**EXERCISE BRIEF**
Could you format the lines below as a JSON list of strings, with one string per line and any blank lines left out?

Excerpts from a location annotation dataset
========
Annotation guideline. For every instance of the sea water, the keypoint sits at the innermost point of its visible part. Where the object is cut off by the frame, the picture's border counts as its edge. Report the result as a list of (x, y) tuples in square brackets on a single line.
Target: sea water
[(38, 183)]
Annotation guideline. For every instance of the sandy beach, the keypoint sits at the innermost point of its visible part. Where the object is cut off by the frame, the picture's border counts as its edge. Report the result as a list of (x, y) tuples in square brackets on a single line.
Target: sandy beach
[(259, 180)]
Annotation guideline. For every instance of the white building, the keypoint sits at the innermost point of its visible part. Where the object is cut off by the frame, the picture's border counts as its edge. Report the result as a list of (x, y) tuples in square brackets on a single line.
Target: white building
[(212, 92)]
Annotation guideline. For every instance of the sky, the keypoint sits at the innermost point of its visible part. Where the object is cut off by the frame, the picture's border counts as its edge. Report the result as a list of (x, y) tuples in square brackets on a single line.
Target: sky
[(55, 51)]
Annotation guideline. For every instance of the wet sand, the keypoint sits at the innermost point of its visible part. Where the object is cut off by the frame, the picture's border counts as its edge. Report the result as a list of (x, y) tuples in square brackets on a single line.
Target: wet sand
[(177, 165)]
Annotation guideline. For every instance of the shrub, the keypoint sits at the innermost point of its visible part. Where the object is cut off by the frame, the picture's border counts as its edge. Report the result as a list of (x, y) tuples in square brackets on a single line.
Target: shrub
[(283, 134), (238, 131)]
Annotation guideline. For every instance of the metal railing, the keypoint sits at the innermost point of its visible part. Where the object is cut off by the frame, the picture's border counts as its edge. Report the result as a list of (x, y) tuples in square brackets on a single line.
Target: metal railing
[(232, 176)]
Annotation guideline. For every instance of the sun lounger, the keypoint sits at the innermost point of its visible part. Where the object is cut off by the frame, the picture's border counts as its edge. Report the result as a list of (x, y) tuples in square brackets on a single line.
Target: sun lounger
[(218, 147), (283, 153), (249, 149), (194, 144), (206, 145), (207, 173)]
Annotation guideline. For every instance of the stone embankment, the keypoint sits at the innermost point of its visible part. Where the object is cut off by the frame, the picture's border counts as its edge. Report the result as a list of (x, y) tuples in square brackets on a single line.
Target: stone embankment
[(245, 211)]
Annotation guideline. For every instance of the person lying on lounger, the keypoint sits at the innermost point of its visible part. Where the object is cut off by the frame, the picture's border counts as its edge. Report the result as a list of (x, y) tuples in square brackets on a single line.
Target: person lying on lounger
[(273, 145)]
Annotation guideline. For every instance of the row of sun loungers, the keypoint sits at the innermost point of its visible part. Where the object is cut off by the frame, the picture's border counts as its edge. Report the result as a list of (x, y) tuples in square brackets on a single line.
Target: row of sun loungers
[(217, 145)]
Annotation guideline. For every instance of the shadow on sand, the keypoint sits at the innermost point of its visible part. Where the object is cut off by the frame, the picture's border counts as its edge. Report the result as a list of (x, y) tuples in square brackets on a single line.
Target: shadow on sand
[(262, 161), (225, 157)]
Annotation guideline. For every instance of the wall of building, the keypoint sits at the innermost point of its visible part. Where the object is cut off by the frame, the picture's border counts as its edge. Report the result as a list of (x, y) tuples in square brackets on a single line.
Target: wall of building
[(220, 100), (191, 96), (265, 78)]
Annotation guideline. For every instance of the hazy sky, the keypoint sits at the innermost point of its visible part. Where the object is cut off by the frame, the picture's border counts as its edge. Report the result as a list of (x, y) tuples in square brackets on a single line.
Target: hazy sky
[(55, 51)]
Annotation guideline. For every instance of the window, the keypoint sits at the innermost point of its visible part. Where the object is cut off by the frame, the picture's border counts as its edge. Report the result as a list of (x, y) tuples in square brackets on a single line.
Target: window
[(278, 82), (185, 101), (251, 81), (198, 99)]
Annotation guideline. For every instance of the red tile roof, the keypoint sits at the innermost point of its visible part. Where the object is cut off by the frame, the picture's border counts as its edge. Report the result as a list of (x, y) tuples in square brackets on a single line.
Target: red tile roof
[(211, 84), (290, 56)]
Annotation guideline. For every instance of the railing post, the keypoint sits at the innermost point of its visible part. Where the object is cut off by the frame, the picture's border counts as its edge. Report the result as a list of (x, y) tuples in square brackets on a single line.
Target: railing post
========
**PROBLEM SOLUTION**
[
  "Annotation guideline. For every instance of the sea water, the keypoint sits at the innermost point of its visible part. Where the object is cut off by the frame, the picture's border counts as its edge. Report the result as a list of (x, y) tuples in square brackets on a single line.",
  "Target: sea water",
  "[(38, 183)]",
  "Annotation guideline. For every instance of the sandy beach, the keypoint sits at the innermost point of its visible part. Where the object is cut off by the frame, the picture's border counts as its edge. Report the result as a list of (x, y) tuples in square brackets on a single line.",
  "Target: sandy beach",
  "[(259, 180)]",
  "Annotation guideline. For every instance of the white building, the keypoint sits at the innermost point of its visible part. Where the object is cut off by the frame, the picture's border counts as its edge. Report the result as a list of (x, y) tuples in square brackets on a single line.",
  "Target: white building",
  "[(212, 92)]",
  "Annotation guideline. For every instance of the sky, the keypoint sits at the innermost point of its visible part. Where the object is cut off by the frame, the picture's border counts as its edge. Report the result as a list of (x, y) tuples in square brackets on a single line.",
  "Target: sky",
  "[(55, 51)]",
  "Annotation guideline. For every instance of the wet sand, the keypoint sits at the innermost point of its visible part. Where the object is cut off by the frame, the picture's border counts as its edge. Report the result as a list of (x, y) tuples in square brackets on a single line.",
  "Target: wet sand",
  "[(177, 165)]",
  "Annotation guideline. For every instance of the shrub, the keypoint sits at the innermost point of its visible part. Where the object is cut off by the frame, the picture's border counts as its edge. Report the result as a list of (x, y) tuples in square brackets on a single line.",
  "Target: shrub",
  "[(283, 134), (238, 131)]",
  "Annotation guideline. For every instance of the metal railing, the keypoint sits at the innermost point of its visible part. Where the object is cut off by the frame, the picture's border counts as its edge. Report the result as a list of (x, y) tuples in square brackets on a single line.",
  "Target: metal railing",
  "[(232, 176)]",
  "Annotation guideline. For every instance of the sun lounger, the keypoint sits at the innermost point of its visible part. Where the object is cut off by the frame, the picture's border counts as its edge. Report the result as a list of (x, y) tuples in square brackets on a single line.",
  "Target: sun lounger",
  "[(218, 147), (283, 153), (249, 149), (194, 144), (206, 145), (207, 173)]",
  "Annotation guideline. For every instance of the stone embankment, the keypoint sits at the innermost point of its visible part. Where the object is cut off by the frame, the picture's border counts as its edge. Report the result as a list of (x, y) tuples in square brackets on a single line.",
  "Target: stone embankment",
  "[(245, 211)]",
  "Annotation guideline. For every instance of the person lying on lounger, the keypoint sits at the innermost point of its visible part. Where the object is cut off by the frame, the picture's border counts as its edge. Report the result as a list of (x, y) tuples in square brackets on a single line.",
  "Target: person lying on lounger",
  "[(273, 145)]",
  "Annotation guideline. For every instance of the row of sun loungers, the keypoint sits at the innermost point of its visible part. Where the object is cut off by the frame, the picture's border counts as its edge. Report the result as a list of (x, y) tuples in square brackets on a single line.",
  "Target: row of sun loungers",
  "[(217, 145)]",
  "Annotation guideline. For every instance of the shadow on sand, the keypoint sits at the innermost point of its visible part. Where the object is cut off by the frame, the picture's border counts as its edge. Report the result as a list of (x, y) tuples in square brackets on a single line.",
  "Target: shadow on sand",
  "[(262, 161), (225, 157)]",
  "Annotation guideline. For every instance of the wall of building, the keypoint sits at the innermost point of its visible part. Where the object is cut off by the frame, the picture's border counts as its edge. Report the result as a list of (x, y) tuples in square brackets on a single line.",
  "Target: wall of building",
  "[(220, 100), (191, 96), (265, 78)]",
  "Annotation guideline. For every instance of the hazy sky, the keypoint sits at the innermost point of its visible part. Where the object is cut off by the frame, the picture's border counts as its edge. Report the result as a list of (x, y) tuples in square brackets on a single line.",
  "Target: hazy sky",
  "[(55, 51)]",
  "Annotation guideline. For every instance of the window, the keypoint sits at the innermost point of its visible part. Where the object is cut off by the frame, the picture's border counts as its edge. Report the result as a list of (x, y) tuples in square brackets on a single line.",
  "Target: window",
  "[(278, 82), (185, 101), (251, 81), (198, 99)]",
  "Annotation guideline. For every instance of the red tile roof, the keypoint sits at the innermost point of its visible part. Where the object is cut off by the frame, the picture's border counts as its edge. Report the result as a list of (x, y) tuples in square brackets on a single line.",
  "Target: red tile roof",
  "[(211, 84), (290, 56)]",
  "Annotation guideline. For every instance of the railing post, the keypoint sits at the innermost point of its visible part. Where the object is cut off by the frame, the picture's border counts as its edge. Report the result as a list of (x, y) tuples in square brackets on a single line.",
  "Target: railing post"
]